Goal:
Every line of the material below must be repeated exactly.

───── Dataset content ─────

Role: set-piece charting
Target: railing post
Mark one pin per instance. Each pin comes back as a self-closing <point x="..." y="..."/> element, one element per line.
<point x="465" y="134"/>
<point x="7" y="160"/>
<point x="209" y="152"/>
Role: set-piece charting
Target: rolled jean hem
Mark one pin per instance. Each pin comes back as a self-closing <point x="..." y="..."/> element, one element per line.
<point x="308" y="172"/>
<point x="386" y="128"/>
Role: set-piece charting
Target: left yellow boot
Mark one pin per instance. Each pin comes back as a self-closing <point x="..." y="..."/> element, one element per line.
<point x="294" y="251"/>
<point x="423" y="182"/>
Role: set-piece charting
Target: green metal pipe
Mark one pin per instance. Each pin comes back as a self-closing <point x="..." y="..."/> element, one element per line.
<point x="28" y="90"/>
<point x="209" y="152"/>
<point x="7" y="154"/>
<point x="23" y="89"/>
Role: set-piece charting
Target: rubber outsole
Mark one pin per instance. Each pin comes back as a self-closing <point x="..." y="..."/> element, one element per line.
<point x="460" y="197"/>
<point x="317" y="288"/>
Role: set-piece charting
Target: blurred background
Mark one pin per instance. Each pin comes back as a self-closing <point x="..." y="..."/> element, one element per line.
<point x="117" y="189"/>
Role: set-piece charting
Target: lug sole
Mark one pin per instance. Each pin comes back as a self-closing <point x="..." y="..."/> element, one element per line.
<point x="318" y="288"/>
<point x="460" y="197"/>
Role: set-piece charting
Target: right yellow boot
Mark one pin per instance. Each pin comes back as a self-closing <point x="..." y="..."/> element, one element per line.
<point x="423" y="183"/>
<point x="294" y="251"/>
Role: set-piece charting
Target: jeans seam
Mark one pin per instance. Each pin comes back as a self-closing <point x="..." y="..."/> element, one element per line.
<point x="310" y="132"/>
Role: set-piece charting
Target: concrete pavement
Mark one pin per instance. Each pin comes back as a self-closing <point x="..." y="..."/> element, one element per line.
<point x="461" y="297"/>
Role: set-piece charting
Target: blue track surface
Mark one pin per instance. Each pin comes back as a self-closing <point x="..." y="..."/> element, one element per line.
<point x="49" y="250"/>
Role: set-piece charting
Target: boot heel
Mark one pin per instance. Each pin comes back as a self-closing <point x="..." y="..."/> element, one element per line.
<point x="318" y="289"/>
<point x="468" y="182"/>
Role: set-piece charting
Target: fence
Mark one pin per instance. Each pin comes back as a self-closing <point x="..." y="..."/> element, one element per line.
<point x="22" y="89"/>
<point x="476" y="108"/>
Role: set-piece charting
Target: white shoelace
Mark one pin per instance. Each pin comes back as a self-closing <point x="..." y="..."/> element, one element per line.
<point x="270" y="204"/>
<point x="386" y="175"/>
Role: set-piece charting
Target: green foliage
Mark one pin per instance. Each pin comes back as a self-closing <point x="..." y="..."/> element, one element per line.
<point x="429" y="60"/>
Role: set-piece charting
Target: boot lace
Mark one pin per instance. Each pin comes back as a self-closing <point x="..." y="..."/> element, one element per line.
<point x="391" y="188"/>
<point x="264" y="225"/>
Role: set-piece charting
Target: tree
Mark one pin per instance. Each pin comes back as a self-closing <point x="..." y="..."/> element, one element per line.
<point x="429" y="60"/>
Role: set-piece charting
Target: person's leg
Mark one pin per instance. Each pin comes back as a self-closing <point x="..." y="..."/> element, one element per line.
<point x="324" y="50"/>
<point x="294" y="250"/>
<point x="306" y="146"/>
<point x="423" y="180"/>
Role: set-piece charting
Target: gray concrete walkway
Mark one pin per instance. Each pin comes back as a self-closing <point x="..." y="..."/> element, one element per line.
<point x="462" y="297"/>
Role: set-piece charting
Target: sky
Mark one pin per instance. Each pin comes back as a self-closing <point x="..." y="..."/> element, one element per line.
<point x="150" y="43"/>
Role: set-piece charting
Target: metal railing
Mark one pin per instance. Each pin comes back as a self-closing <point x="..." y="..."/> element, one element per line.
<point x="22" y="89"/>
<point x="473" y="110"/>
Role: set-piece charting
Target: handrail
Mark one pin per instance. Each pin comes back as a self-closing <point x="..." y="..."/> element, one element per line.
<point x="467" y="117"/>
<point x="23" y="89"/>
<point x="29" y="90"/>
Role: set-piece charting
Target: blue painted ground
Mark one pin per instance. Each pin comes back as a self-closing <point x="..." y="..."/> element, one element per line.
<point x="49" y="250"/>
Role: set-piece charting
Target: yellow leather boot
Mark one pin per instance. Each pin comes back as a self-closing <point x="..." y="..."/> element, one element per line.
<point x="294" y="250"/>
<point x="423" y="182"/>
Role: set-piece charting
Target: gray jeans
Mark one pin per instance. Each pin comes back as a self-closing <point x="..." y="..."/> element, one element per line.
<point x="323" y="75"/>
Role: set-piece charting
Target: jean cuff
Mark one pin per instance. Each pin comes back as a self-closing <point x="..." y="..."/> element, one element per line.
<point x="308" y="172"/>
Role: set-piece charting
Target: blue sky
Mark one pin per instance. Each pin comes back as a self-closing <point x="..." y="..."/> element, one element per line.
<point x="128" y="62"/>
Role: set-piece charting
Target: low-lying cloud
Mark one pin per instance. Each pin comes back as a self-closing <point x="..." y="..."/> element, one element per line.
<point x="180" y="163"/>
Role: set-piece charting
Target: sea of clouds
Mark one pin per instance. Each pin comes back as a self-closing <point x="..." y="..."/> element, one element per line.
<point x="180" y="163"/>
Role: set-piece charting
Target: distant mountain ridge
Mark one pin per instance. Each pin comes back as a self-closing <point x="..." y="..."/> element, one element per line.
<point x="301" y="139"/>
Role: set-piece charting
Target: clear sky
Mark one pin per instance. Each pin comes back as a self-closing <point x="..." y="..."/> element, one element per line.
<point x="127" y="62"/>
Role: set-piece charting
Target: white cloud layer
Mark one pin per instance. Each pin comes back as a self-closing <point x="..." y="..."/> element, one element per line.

─────

Complete answer:
Role: set-piece charting
Target: railing post
Mark one pin per instance. Each pin comes back as a self-closing <point x="..." y="..."/> element, one element per line.
<point x="465" y="134"/>
<point x="7" y="160"/>
<point x="209" y="152"/>
Role: set-piece charting
Target: rolled jean hem
Mark one pin per instance. Each pin comes back as a self-closing <point x="..." y="..."/> element, one element per line.
<point x="308" y="172"/>
<point x="386" y="128"/>
Role: set-piece charting
Target: left yellow boot
Mark one pin per instance. Each pin comes back as a self-closing <point x="..." y="..."/> element, one element per line.
<point x="294" y="251"/>
<point x="423" y="182"/>
Role: set-piece charting
Target: green metal pipe
Mark one pin per instance. Each pin comes back as a self-closing <point x="..." y="..."/> element, one element per line.
<point x="28" y="90"/>
<point x="209" y="152"/>
<point x="7" y="154"/>
<point x="23" y="89"/>
Role: set-piece charting
Target: rubber outsole
Mark one pin per instance. Each pin comes back as a self-closing <point x="..." y="..."/> element, one element per line.
<point x="460" y="197"/>
<point x="317" y="288"/>
Role: set-piece charting
Target: blurred background
Mark one pin per instance. Each pin comes back as a self-closing <point x="..." y="..."/> element, one element per line.
<point x="117" y="189"/>
Role: set-piece charting
Target: lug sole
Mark one pin per instance. Each pin comes back as a self-closing <point x="..." y="..."/> element, one element per line.
<point x="318" y="288"/>
<point x="460" y="197"/>
Role: set-piece charting
Target: right yellow boot
Mark one pin per instance. Each pin comes back as a self-closing <point x="..." y="..."/> element, one element per line.
<point x="423" y="183"/>
<point x="294" y="251"/>
Role: set-piece charting
Target: jeans seam
Mark one pin per instance. Each pin comes back as a self-closing <point x="..." y="..."/> element, one element per line.
<point x="310" y="132"/>
Role: set-piece charting
Target: concrete pavement
Mark one pin per instance. Each pin comes back as a self-closing <point x="..." y="..."/> element, one element per line.
<point x="461" y="297"/>
Role: set-piece charting
Target: blue track surface
Mark one pin per instance. Each pin comes back as a self-closing <point x="..." y="..."/> element, one element per line.
<point x="49" y="250"/>
Role: set-piece charting
Target: boot heel
Mark one pin per instance. Each pin comes back as a self-closing <point x="..." y="..."/> element, one element per line.
<point x="318" y="289"/>
<point x="468" y="182"/>
Role: set-piece charting
Target: fence
Mark one pin per instance. Each pin comes back as a self-closing <point x="..." y="..."/> element, one element per line.
<point x="22" y="89"/>
<point x="476" y="108"/>
Role: set-piece charting
Target: white shoelace
Mark one pin per instance. Each pin comes back as a self-closing <point x="..." y="..."/> element, one element per line.
<point x="270" y="204"/>
<point x="386" y="175"/>
Role: set-piece charting
Target: green foliage
Mark one pin per instance. Each pin comes back as a self-closing <point x="..." y="..."/> element, one element per line.
<point x="429" y="60"/>
Role: set-piece charting
Target: boot lace
Mark one pin per instance. Each pin comes back as a self-closing <point x="..." y="..."/> element, one element per line.
<point x="391" y="188"/>
<point x="264" y="225"/>
Role: set-piece charting
Target: tree
Mark one pin per instance. Each pin comes back as a self-closing <point x="..." y="..."/> element, one element per line.
<point x="429" y="60"/>
Role: set-piece charting
Target: person's leg
Mark one pin per instance. Each pin comes back as a self-closing <point x="..." y="..."/> element, one element per line.
<point x="324" y="50"/>
<point x="294" y="250"/>
<point x="306" y="146"/>
<point x="423" y="180"/>
Role: set-piece charting
Target: gray concrete walkway
Mark one pin per instance. Each pin comes back as a self-closing <point x="..." y="..."/> element, one element per line.
<point x="462" y="297"/>
Role: set-piece charting
Target: sky
Mark one pin per instance. Each pin comes back as a self-closing <point x="..." y="..."/> element, one element per line.
<point x="150" y="43"/>
Role: set-piece charting
Target: metal railing
Mark one pin per instance. Each pin comes back as a self-closing <point x="..." y="..."/> element, one element per line.
<point x="22" y="89"/>
<point x="473" y="110"/>
Role: set-piece charting
Target: handrail
Mark one pin per instance. Each pin comes back as a self-closing <point x="..." y="..."/> element, one element per line.
<point x="467" y="117"/>
<point x="23" y="89"/>
<point x="29" y="90"/>
Role: set-piece charting
Target: blue painted ground
Mark one pin per instance. Each pin comes back as a self-closing <point x="..." y="..."/> element, one element per line.
<point x="49" y="250"/>
Role: set-piece charting
Target: yellow leather boot
Mark one pin per instance. Each pin comes back as a self-closing <point x="..." y="..."/> element, one element per line.
<point x="294" y="250"/>
<point x="423" y="182"/>
Role: set-piece charting
Target: gray jeans
Mark one pin per instance. Each pin comes back as a self-closing <point x="..." y="..."/> element, one element per line.
<point x="323" y="75"/>
Role: set-piece charting
Target: jean cuff
Mark one pin per instance. Each pin comes back as a self-closing <point x="..." y="..."/> element, one element per line.
<point x="308" y="172"/>
Role: set-piece charting
Target: blue sky
Mark one pin per instance. Each pin comes back as a self-closing <point x="..." y="..."/> element, one element per line.
<point x="128" y="62"/>
Role: set-piece charting
Target: low-lying cloud
Mark one pin per instance. Each pin comes back as a self-closing <point x="..." y="..."/> element, one element per line.
<point x="180" y="163"/>
Role: set-piece charting
Target: sea of clouds
Mark one pin per instance. Each pin comes back as a self-closing <point x="..." y="..."/> element, one element per line.
<point x="180" y="163"/>
Role: set-piece charting
Target: distant mountain ridge
Mark one pin per instance. Each pin comes back as a self-closing <point x="..." y="..."/> element, one element per line.
<point x="301" y="139"/>
Role: set-piece charting
Target: clear sky
Mark one pin per instance. Each pin comes back as a self-closing <point x="..." y="..."/> element, one element per line.
<point x="127" y="62"/>
Role: set-piece charting
Target: white cloud layer
Mark one pin per instance. Each pin comes back as a self-closing <point x="..." y="..."/> element, one element per line.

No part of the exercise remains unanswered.